== What is required ==
Copy every one of the items below line for line, keeping each character as it appears.
--- Records for processing Enclosed Below ---
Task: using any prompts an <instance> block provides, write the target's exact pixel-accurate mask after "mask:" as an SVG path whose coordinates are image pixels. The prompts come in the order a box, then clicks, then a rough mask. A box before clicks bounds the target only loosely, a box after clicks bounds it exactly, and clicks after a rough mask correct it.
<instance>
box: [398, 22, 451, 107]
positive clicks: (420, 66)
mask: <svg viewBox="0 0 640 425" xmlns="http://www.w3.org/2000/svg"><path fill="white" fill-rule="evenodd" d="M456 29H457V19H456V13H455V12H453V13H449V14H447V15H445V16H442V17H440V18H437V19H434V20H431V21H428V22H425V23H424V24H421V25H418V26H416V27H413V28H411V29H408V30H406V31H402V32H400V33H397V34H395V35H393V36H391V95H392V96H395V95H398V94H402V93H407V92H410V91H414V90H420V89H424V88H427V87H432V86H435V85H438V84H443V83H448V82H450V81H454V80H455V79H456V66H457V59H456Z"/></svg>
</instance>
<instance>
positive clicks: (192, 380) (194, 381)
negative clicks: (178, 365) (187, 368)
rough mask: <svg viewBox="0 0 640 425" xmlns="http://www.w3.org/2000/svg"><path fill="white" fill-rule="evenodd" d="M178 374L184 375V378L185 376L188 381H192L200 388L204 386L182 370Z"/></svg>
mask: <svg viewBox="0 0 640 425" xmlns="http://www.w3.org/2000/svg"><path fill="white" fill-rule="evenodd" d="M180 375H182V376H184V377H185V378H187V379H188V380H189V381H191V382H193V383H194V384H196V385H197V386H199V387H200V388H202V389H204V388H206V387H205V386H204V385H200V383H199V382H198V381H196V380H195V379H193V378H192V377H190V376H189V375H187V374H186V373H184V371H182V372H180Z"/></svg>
--- End of Enclosed Records for processing ---
== The completed task ==
Task: using any prompts an <instance> block provides, write the target's exact pixel-accurate mask after "mask:" as an SVG path whose coordinates are image pixels. The prompts come in the order a box, then clicks, then a rough mask. A box before clicks bounds the target only loosely, a box after clicks bounds it exactly, and clicks after a rough mask correct it.
<instance>
box: [398, 22, 451, 107]
positive clicks: (420, 66)
mask: <svg viewBox="0 0 640 425" xmlns="http://www.w3.org/2000/svg"><path fill="white" fill-rule="evenodd" d="M456 29H457V19H456V13H455V12H453V13H449V14H447V15H445V16H442V17H440V18H437V19H434V20H431V21H428V22H425V23H424V24H421V25H418V26H416V27H413V28H411V29H408V30H406V31H402V32H400V33H397V34H395V35H393V36H391V95H392V96H395V95H398V94H402V93H407V92H410V91H414V90H420V89H424V88H427V87H432V86H435V85H438V84H443V83H448V82H450V81H454V80H455V79H456V66H457V59H456Z"/></svg>
</instance>
<instance>
positive clicks: (192, 380) (194, 381)
negative clicks: (178, 365) (187, 368)
rough mask: <svg viewBox="0 0 640 425" xmlns="http://www.w3.org/2000/svg"><path fill="white" fill-rule="evenodd" d="M178 374L184 375V378L185 376L188 381H192L200 388L204 386L182 370Z"/></svg>
mask: <svg viewBox="0 0 640 425" xmlns="http://www.w3.org/2000/svg"><path fill="white" fill-rule="evenodd" d="M180 375H182V376H184V377H185V378H187V379H188V380H189V381H191V382H193V383H194V384H196V385H197V386H199V387H200V388H202V389H204V388H206V387H205V386H204V385H200V383H199V382H198V381H196V380H195V379H193V378H192V377H190V376H189V375H187V374H186V373H184V371H182V372H180Z"/></svg>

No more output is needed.